EXERCISE DETAILS: Copy out each row below that contains the string "shelf", treating uppercase and lowercase letters as different.

GIVEN RECORDS:
################
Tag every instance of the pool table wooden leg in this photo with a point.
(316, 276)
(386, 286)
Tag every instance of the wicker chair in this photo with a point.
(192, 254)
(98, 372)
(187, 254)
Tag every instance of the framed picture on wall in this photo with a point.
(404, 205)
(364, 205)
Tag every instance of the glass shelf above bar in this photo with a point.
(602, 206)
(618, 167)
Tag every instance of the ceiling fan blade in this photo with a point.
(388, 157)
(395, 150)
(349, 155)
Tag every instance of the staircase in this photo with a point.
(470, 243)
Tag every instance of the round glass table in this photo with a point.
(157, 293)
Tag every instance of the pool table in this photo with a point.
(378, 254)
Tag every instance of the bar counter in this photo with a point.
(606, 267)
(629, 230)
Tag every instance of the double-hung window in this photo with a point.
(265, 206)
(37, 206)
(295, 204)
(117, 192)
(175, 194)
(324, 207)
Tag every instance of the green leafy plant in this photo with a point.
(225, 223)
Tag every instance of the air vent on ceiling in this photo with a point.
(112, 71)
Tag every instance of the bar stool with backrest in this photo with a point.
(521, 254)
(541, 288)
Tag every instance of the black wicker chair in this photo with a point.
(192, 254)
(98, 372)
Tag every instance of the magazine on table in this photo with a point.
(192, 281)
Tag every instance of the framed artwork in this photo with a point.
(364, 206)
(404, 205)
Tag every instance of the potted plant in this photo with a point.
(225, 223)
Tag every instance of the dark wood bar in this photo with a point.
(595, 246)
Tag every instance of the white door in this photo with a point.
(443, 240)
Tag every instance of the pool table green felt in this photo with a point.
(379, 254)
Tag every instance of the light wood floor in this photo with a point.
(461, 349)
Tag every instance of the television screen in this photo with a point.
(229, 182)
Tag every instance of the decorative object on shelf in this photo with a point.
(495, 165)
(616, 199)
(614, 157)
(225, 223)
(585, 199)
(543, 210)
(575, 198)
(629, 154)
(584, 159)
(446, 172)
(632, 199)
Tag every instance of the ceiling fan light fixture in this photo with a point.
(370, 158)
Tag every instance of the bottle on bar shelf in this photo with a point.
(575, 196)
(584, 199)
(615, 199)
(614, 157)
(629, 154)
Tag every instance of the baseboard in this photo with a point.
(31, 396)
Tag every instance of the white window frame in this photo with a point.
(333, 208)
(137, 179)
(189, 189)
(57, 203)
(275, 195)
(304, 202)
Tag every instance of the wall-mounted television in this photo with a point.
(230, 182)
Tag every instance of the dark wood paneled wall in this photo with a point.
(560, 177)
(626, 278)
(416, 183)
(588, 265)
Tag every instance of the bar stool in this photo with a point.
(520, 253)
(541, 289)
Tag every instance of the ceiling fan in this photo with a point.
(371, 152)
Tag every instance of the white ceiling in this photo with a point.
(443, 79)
################
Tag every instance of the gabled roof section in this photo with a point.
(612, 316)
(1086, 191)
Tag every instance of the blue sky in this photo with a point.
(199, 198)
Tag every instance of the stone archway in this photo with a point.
################
SOLUTION TO THIS TASK:
Tag every instance of the glass shelf above bar in this photo with a point.
Tag every instance of the decorative object on shelf in this photo with a point.
Tag every instance of the bottle on bar shelf in this photo with a point.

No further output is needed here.